Fragmento seleccionado –
■ ■ ■

Jóvenes con la esperanza en crisis
Cada mañana nos angustian las noticias. La actualidad del mundo nos asusta y el futuro va perdiendo gradualmente su condición de proyecto con la que, hasta no hace tanto, nos ayudaba a sobrellevar nuestras incertidumbres. Y esto es grave, porque socavar el futuro implica resquebrajar aún más el propio presente, cuyos males son más tolerables cuando puede sostenerse en la espera de un porvenir mejor.
Quizá por eso, de todas las noticias, las que más deberían inquietarnos son las que nos involucran a los jóvenes: nuestro futuro desde un presente pobre; nuestro presente con una esperanza en crisis.
Si nos detuviéramos a analizar la presencia de los jóvenes en los medios masivos de comunicación, observaríamos que se enmarca, generalmente, en situaciones de abismo o de frivolidad: por un lado, violencia, anomia, adicciones, descontrol; por el otro, la fama, la ostentosa algarabía, y rostros a la moda y cuerpos esculturales. Por supuesto, son muchos los jóvenes consagrados al rescate de este presente, pero mi reflexión se centra ahora en la alarmante constatación de que, en nuestro país, son más de un millón los jóvenes que ni estudian ni trabajan.

■ ■ ■

Filas –

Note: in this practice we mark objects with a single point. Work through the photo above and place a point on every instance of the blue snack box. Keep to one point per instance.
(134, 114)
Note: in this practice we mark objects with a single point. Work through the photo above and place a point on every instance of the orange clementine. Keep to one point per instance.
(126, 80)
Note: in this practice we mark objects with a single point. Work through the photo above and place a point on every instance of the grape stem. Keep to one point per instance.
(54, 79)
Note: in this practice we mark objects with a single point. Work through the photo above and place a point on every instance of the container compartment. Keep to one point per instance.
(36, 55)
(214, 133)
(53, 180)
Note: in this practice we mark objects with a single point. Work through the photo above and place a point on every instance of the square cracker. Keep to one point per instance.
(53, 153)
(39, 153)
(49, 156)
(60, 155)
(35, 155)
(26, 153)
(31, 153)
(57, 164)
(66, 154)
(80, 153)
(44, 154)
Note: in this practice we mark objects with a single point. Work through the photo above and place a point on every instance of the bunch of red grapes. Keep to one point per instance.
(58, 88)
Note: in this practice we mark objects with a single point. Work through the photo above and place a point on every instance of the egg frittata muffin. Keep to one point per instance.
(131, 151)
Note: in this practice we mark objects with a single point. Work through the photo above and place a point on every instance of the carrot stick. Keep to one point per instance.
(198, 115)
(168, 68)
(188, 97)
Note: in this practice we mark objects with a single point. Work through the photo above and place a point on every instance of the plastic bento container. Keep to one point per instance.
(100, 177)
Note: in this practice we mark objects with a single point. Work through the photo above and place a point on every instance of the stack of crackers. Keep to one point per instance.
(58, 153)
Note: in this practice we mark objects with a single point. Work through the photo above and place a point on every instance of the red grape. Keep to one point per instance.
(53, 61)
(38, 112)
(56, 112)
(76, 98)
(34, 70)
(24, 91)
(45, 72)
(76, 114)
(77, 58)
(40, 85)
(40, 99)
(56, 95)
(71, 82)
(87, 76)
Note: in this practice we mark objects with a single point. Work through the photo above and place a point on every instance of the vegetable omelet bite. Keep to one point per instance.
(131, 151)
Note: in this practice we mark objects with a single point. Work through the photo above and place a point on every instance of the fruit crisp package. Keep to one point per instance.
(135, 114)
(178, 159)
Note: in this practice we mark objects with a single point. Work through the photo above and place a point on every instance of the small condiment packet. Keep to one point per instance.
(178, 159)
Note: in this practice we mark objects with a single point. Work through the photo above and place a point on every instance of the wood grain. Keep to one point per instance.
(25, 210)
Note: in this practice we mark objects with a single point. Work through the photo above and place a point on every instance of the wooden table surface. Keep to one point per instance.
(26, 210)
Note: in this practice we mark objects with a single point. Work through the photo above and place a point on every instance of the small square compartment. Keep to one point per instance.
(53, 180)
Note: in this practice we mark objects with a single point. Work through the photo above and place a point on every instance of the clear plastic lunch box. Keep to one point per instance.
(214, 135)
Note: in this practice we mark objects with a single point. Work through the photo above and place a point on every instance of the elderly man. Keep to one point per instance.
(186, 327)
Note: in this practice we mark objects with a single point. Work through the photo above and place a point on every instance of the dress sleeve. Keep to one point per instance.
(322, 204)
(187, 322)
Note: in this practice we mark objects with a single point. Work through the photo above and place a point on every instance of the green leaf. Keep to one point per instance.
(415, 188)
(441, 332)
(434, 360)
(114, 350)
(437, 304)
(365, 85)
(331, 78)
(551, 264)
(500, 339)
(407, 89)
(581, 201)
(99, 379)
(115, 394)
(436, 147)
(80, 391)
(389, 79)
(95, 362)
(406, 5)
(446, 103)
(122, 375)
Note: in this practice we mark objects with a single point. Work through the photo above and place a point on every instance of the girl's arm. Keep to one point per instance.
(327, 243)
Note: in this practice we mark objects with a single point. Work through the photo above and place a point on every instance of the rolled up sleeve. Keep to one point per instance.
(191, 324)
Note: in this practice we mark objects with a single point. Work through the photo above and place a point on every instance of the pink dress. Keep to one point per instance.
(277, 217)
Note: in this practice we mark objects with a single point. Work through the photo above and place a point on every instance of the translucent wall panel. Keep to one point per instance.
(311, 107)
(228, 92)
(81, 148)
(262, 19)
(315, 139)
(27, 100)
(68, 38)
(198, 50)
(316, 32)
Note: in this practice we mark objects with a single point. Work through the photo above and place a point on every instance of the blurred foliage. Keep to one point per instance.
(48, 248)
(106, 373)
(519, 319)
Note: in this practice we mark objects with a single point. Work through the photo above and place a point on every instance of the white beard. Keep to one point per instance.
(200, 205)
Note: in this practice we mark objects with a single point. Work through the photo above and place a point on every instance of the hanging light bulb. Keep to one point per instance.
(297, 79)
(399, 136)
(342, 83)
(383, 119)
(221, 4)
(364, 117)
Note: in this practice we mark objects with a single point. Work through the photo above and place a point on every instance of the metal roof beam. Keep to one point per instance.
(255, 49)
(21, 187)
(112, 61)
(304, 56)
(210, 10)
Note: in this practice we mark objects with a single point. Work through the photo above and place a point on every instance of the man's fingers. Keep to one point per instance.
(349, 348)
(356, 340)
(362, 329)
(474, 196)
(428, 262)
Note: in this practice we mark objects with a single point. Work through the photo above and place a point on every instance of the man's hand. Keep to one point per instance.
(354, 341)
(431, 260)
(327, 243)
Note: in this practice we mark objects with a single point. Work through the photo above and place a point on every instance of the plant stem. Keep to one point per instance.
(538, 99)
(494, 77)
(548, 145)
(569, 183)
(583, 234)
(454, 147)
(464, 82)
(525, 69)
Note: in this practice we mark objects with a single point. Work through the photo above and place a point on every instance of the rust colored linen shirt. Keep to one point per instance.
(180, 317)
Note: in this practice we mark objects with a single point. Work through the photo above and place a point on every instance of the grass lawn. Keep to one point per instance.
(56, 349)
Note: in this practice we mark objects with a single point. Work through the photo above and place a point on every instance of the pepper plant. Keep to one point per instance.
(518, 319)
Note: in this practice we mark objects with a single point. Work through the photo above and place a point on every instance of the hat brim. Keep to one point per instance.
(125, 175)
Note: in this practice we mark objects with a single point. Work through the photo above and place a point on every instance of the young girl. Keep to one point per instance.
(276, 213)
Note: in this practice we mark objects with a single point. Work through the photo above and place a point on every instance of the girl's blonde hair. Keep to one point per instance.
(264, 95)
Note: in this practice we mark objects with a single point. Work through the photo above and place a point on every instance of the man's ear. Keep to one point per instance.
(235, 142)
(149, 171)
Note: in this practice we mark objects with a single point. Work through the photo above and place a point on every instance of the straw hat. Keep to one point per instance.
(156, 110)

■ ■ ■

Lo que se pide –
Contesta estas preguntas según el fragmento seleccionado que aparece arriba.
(a) ¿Qué condición va perdiendo gradualmente el futuro?
(b) ¿En qué dos tipos de situaciones se enmarca, generalmente, la presencia de los jóvenes en los medios masivos de comunicación?
(c) ¿Cuántos jóvenes del país ni estudian ni trabajan?

Resultado –
(a) Su condición de proyecto.
(b) En situaciones de abismo o de frivolidad.
(c) Más de un millón.